══ Passage to read ══

Will mortgage debt lead to another financial crisis

by Neil Sharma on 22 Jun 2021

Canadian mortgage debt has grown too heavy and will likely result in a financial crisis, says a Vancouver-based housing market analyst.

“It gets harder to service the debt, and history is very clear: when you have a massive amount of household debt, debt servicing becomes difficult, even at negative interest rates,” said Steve Saretsky. “It can lead to a financial crisis—that’s proven itself throughout history. In Canada, it’s a systemic problem. I think housing now is too important to the Canadian economy, which is why the government doesn’t want to interfere with it.”

According to a report from Statistics Canada, household mortgage debt grew by $12.9 billion in March, followed by a larger increase of $17.7 billion in April. Compared to April 2020, Canadian mortgage debt has increased by 7.8%.

“Overall, the total credit liabilities of households reached $2,482.3 billion by the end of April. Real estate secured debt, composed of both mortgage debt and home equity lines of credit, stood at $1,961.9 billion,” said StatCan.

Canadian households carry $782.7 billion of non-mortgage debt, adding to the heavy collective debt load. Saretsky noted that household wealth, the GDP and consumer spending are largely built on debt, and that appears to be the only way to support housing prices. However, it’s only a matter of time before it collapses on itself.

“Everyone has been talking about debt for 15 years now, but the problem isn’t going away, it’s just getting bigger,” he said. “Eventually, we will have a credit crunch and it’s only a matter of when it happens—it could be a year from now or 15 years from now—but it’s inevitable with private debt.”

As a result of the looming crisis, it is probable that policymakers intervene in some way, but it will only delay the unavoidable, says Saretsky.

“In the next crisis, what will policymakers do? Some form of mortgage deferrals is coming back. It had proven to be a fairly successful program during the pandemic. Extending amortizations is another one, but eventually household debt will drag everything down.”

═══
══ Data shown ══

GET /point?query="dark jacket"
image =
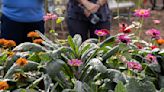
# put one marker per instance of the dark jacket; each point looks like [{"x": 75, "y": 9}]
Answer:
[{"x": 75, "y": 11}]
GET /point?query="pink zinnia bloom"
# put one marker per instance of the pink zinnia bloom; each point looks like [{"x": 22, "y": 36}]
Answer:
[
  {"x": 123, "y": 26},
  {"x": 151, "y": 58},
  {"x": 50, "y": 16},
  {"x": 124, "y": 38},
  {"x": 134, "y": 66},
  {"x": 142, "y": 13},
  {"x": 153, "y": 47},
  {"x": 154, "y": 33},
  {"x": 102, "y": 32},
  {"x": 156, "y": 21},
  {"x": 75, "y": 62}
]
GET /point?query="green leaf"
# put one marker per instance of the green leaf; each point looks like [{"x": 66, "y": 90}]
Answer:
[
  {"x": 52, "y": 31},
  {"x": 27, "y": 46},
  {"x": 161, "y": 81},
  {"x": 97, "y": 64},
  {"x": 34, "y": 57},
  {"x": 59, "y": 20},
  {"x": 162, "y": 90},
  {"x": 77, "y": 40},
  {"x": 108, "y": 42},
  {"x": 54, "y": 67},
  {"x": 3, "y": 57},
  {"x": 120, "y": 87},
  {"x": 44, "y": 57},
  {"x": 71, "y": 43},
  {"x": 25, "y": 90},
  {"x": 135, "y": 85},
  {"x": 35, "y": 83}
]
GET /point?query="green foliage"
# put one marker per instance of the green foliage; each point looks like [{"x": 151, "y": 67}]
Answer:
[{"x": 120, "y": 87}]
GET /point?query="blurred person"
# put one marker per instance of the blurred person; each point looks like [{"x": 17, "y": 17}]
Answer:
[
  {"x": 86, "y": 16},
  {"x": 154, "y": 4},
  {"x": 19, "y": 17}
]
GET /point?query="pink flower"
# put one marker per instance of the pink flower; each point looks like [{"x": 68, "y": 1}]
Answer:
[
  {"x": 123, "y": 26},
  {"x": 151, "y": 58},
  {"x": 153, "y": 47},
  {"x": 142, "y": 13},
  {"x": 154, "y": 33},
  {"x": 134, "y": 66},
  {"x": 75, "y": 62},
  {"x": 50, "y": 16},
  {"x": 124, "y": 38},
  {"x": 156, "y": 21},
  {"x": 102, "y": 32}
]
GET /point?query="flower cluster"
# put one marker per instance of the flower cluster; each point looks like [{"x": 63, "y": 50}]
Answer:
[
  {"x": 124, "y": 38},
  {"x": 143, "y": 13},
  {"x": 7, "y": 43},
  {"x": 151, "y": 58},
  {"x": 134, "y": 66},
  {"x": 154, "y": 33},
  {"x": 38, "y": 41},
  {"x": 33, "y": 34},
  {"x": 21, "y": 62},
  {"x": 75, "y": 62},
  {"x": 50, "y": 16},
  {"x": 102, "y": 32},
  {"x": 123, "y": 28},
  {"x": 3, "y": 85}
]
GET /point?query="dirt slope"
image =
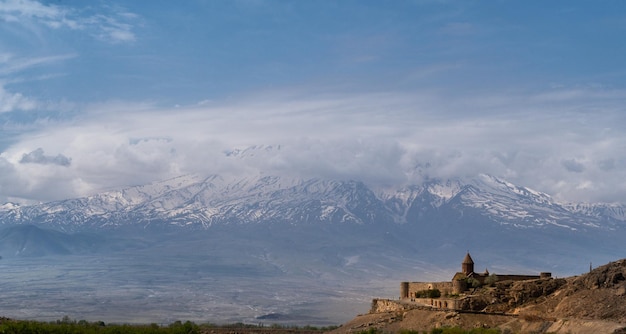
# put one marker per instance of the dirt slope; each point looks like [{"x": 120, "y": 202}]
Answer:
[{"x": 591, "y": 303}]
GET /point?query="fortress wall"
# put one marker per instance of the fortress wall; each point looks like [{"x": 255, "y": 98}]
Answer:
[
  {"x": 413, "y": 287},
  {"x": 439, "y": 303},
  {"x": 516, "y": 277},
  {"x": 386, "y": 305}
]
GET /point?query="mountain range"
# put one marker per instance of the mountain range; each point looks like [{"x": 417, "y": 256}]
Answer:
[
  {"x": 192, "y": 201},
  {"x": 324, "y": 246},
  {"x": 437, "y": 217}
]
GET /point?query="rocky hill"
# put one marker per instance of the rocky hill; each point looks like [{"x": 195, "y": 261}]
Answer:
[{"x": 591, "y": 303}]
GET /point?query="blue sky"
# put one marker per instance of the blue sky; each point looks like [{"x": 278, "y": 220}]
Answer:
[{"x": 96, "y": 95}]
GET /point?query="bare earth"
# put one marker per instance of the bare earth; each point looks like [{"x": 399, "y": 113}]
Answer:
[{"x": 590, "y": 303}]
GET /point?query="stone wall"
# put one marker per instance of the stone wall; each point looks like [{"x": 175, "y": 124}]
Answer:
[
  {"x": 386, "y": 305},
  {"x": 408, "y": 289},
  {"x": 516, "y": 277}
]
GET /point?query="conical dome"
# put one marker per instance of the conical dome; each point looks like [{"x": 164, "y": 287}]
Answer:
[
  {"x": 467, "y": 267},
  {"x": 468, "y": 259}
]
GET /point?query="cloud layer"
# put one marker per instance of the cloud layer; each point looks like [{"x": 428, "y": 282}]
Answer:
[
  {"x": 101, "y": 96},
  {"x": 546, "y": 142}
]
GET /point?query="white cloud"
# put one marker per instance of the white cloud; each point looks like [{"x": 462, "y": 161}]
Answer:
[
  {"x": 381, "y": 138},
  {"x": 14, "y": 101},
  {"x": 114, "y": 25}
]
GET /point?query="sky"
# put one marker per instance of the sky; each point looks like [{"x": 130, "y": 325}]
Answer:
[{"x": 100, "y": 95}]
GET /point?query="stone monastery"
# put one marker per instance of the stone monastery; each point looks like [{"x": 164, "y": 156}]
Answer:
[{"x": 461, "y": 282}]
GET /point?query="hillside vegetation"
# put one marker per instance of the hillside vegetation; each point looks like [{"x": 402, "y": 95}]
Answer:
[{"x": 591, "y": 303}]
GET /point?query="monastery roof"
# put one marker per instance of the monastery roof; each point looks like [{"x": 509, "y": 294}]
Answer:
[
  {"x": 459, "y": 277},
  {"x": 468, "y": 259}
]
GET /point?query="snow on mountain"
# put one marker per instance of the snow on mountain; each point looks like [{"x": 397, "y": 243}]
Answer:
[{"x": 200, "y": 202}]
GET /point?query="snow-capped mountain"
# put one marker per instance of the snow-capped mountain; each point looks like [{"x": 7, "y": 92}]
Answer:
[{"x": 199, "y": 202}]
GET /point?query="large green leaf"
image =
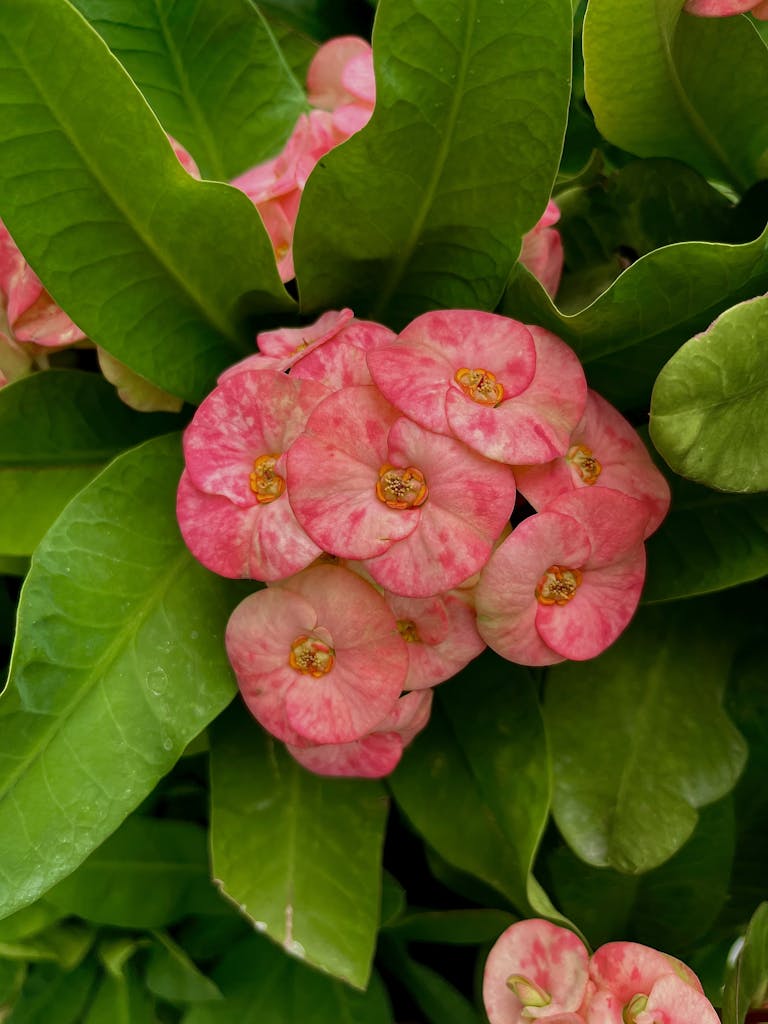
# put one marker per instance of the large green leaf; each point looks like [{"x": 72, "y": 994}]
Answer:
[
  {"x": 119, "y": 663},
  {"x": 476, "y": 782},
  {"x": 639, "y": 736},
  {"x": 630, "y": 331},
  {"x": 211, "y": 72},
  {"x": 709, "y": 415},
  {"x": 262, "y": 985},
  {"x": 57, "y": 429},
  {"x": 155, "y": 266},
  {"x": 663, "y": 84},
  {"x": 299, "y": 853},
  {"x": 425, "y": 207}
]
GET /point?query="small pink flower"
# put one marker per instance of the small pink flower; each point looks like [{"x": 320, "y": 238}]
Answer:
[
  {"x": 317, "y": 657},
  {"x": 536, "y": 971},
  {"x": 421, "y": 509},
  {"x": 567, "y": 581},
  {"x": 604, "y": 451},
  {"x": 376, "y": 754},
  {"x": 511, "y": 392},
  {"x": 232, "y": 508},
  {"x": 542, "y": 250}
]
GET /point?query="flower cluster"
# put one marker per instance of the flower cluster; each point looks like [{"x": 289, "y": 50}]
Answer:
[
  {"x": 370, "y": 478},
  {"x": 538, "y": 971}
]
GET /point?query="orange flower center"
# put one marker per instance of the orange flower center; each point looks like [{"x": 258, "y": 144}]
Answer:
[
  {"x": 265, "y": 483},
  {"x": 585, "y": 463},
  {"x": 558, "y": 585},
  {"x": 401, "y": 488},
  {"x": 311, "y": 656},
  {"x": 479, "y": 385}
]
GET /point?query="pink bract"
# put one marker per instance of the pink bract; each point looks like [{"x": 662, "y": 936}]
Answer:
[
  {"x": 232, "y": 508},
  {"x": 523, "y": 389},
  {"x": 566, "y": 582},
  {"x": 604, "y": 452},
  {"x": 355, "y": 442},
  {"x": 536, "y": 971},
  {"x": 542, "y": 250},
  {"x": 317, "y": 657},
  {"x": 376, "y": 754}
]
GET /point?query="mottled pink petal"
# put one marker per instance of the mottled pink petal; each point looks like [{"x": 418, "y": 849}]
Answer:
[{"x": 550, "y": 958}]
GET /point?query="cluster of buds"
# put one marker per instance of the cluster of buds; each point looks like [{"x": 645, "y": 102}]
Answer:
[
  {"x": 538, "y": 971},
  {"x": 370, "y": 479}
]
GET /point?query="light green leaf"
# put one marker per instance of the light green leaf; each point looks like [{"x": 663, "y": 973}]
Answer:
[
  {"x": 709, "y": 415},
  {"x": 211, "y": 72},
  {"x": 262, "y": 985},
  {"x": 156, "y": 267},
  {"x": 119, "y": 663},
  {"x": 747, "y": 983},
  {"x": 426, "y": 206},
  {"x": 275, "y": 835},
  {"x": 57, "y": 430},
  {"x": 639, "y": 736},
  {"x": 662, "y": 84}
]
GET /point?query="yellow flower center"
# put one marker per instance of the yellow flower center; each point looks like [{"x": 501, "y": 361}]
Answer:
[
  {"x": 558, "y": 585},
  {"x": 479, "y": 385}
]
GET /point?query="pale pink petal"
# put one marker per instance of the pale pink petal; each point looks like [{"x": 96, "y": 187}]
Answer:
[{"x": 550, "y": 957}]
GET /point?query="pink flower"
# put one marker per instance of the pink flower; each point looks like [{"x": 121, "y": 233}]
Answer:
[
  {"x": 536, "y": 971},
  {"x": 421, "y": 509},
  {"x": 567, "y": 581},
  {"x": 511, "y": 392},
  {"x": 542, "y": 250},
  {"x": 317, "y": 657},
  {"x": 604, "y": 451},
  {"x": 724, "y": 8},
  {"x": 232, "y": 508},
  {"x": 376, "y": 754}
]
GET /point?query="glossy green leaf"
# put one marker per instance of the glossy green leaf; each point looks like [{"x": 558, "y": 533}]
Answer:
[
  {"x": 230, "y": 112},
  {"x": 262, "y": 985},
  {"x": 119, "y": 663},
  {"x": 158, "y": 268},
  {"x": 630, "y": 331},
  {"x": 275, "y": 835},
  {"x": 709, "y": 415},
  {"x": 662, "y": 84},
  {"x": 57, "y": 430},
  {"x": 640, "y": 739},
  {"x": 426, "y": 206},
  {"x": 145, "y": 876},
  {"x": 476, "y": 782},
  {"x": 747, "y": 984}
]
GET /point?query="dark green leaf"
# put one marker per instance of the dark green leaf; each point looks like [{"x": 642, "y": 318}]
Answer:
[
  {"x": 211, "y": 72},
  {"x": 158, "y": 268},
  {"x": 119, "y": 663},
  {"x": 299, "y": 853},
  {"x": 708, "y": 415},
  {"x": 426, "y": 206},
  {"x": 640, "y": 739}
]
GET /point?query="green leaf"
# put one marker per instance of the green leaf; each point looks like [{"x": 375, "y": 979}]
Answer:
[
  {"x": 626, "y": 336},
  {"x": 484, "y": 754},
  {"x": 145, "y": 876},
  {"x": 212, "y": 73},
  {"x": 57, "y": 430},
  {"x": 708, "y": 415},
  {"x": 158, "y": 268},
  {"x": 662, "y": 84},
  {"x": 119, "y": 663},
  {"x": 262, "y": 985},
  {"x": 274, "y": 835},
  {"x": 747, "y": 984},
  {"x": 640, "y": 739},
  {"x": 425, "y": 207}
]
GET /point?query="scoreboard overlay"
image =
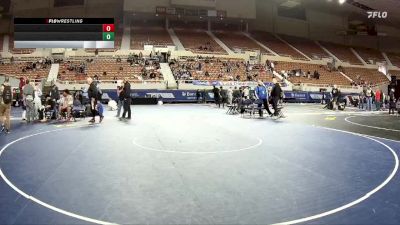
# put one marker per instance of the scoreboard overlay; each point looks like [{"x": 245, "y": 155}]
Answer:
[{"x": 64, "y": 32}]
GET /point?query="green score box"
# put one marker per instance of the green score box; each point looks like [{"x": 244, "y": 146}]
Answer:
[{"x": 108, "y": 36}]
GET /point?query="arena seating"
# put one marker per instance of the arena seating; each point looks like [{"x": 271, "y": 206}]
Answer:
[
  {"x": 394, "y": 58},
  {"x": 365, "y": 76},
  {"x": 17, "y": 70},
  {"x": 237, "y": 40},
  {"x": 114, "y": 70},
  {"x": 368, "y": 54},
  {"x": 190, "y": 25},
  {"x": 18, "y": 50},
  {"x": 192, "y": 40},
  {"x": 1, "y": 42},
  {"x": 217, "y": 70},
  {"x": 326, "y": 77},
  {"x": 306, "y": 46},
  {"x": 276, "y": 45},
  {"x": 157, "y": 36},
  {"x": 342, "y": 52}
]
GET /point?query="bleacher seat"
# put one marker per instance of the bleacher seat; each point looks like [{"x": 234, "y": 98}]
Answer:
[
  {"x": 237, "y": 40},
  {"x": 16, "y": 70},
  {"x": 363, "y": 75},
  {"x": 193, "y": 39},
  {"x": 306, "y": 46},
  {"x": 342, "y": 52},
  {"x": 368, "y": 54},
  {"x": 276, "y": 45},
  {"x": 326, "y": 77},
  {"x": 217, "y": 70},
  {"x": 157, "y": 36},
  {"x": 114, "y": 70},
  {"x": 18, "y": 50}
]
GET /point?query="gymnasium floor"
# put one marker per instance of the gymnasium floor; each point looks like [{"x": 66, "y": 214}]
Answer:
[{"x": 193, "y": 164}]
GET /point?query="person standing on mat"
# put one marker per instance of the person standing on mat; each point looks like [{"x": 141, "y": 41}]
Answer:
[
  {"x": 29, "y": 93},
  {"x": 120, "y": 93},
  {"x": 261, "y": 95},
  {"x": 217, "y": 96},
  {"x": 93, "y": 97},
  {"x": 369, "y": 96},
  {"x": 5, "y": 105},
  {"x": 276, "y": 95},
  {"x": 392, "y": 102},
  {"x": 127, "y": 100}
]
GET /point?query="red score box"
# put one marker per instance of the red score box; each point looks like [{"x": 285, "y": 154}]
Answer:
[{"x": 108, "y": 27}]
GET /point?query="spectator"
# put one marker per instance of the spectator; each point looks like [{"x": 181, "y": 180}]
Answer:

═══

• **Work instructions**:
1) Write out every dollar amount given in the mortgage debt article, in the order they appear.
2) Reproduce word for word the part of the mortgage debt article that opens with the words containing "According to a" and closes with "increased by 7.8%.".

• **Task-by-task solutions**:
1)
$12.9 billion
$17.7 billion
$2,482.3 billion
$1,961.9 billion
$782.7 billion

2)
According to a report from Statistics Canada, household mortgage debt grew by $12.9 billion in March, followed by a larger increase of $17.7 billion in April. Compared to April 2020, Canadian mortgage debt has increased by 7.8%.